== PROVIDED PASSAGE ==
# Bear Creek Rapid near Salida East



## denali1322 (Jun 3, 2013)

Would appreciate some beta on this rapid from anyone that has been through there at these levels. Was planning a family raft trip including my dogs this weekend from Stone Bridge to Rincon. I went through this section a couple years ago in an IK and don't recall Bear Creek being anything particularly remarkable. 

Having said that, I just ran from Rincon to Trading post yesterday and both Tincup and Cottonwood seemed larger than I recalled (quite honestly, I didn't recall Tincup at all but it was a nice healthy drop with water coming from multiple directions). It all was fine and easy, but I didn't have dogs with me at the time and I remember thinking I'm not sure how comfortable my wife would be with our dogs in our boat going through either of those rapids (particularly Tincup). Probably over thinking this as I'm sure Bear Creek is pool drop with a nice place to recover if a dog came out, but wouldn't mind some info. I'd be particularly interested in how Bear Creek compares to Tincup or Cottonwood at these levels.


----------



## DoStep (Jun 26, 2012)

Nothing from town to rincon to speak of for water hazards. But the rocks came back and the lines are shallower and narrower, and lots of little wave trains along bedrock banks that can get Ya if you aren't paying attention.


----------



## Skikbum66 (Apr 5, 2014)

I was through there yesterday. Starting to get rocky, but runnable. I will continue till it gets to about 300 CFS. 


Rich


----------



## Spade Hackle (Jun 18, 2007)

floated it last week twice, in the past as low as 225 cfs, lots of rock dodging, some rock sliding, working right to left...usually no big deal, more interesting dodging just below the rapid for another 1/2 mile or so.
===
[WHAT IS NEEDED]
Answer these from the Bear Creek Rapid thread above:
1. Between which two points was denali1322 planning the family raft trip?
2. Down to about what flow does Skikbum66 intend to keep running the stretch?
3. What is the lowest flow at which Spade Hackle has floated it?
The records that follow come from a separate source and are unrelated to the thread above.
== DATA SUPPLIED ==
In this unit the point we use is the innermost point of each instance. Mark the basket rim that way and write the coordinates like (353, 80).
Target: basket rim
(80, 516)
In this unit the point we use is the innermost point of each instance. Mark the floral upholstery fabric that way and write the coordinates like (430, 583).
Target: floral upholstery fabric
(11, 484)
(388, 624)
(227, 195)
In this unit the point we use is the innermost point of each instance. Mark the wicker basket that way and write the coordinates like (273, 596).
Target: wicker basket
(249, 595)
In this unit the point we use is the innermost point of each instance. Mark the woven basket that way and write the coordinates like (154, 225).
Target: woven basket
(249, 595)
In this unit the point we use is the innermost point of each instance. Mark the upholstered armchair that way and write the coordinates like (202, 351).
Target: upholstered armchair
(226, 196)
===
[RESULT OF THIS EXERCISE]
1. From Stone Bridge to Rincon.
2. About 300 CFS.
3. 225 cfs.